(begin)
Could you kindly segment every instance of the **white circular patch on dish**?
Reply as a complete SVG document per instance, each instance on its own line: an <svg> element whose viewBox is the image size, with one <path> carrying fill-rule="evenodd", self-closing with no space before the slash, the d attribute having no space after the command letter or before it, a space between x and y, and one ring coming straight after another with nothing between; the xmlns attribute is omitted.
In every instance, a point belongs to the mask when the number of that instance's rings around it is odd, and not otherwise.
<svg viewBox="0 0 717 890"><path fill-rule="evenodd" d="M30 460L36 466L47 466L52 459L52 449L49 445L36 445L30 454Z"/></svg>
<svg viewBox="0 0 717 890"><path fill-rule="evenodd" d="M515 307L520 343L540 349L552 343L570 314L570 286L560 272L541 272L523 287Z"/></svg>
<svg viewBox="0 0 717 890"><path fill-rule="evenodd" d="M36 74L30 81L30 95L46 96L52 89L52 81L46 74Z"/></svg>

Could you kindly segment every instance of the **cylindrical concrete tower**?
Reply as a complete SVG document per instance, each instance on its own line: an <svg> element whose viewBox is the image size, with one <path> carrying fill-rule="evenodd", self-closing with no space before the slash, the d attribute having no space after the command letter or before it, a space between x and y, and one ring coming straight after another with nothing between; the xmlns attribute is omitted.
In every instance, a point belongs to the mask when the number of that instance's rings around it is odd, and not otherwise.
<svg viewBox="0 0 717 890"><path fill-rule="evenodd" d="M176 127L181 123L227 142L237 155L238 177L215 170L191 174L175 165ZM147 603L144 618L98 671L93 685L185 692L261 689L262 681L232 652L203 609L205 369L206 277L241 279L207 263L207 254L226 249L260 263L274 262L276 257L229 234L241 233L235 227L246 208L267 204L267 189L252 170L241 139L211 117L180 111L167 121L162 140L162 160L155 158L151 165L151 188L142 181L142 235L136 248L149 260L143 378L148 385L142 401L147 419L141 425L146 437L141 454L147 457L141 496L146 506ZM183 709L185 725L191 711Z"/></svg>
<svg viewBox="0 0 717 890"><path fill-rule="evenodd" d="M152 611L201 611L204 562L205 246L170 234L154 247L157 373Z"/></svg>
(end)
* **THE PROBLEM**
Could you rewrite all the records above, putting "please" wherever "kindly" appears and leaving everything else unchanged?

* **CORRECT RESPONSE**
Could you please segment every instance of the **white circular patch on dish**?
Reply as a complete SVG document per instance, each instance on its own line: an <svg> element whose viewBox is the image size, with one <path> carrying fill-rule="evenodd", self-closing with no space before the slash, the d attribute having no space after the command letter or before it, a space between x and y, and one ring coming straight after another with nothing between; the xmlns attribute is omitted.
In every instance, a point belongs to the mask when the number of that instance's rings around it is odd, and not otherwise.
<svg viewBox="0 0 717 890"><path fill-rule="evenodd" d="M30 460L36 466L47 466L52 459L52 449L49 445L36 445L30 454Z"/></svg>
<svg viewBox="0 0 717 890"><path fill-rule="evenodd" d="M515 307L520 343L540 349L552 343L570 314L570 286L560 272L541 272L523 287Z"/></svg>
<svg viewBox="0 0 717 890"><path fill-rule="evenodd" d="M36 74L30 81L30 95L46 96L52 89L52 81L46 74Z"/></svg>

Could you please segment every instance of the **cylindrical concrete tower**?
Reply as a complete SVG document per instance, each instance on its own line: an <svg> element whose viewBox is the image size, with one <path> carrying fill-rule="evenodd", self-closing with no space before the slash, the d attribute having no space after the command letter or before it, a space between x and y, and one ring coming straight after another with nothing between; the xmlns attribute is omitted.
In every instance, a point belongs to the mask when the number of that instance's rings around it is odd, and not otherwise.
<svg viewBox="0 0 717 890"><path fill-rule="evenodd" d="M176 127L181 123L227 142L237 155L238 177L215 170L191 174L175 165ZM147 603L144 618L98 671L93 685L185 692L261 689L262 681L232 652L203 609L205 369L206 277L241 279L207 263L207 254L226 249L260 263L274 262L276 257L229 234L241 233L235 227L246 208L267 204L267 189L252 170L241 139L211 117L180 111L167 121L162 140L162 160L155 158L151 165L151 188L142 181L142 235L136 248L149 260L143 378L148 385L142 401L147 419L141 425L146 437L141 454L147 457L141 496L146 506ZM183 709L185 725L191 711Z"/></svg>
<svg viewBox="0 0 717 890"><path fill-rule="evenodd" d="M152 611L201 611L204 562L205 246L170 234L154 247L157 373Z"/></svg>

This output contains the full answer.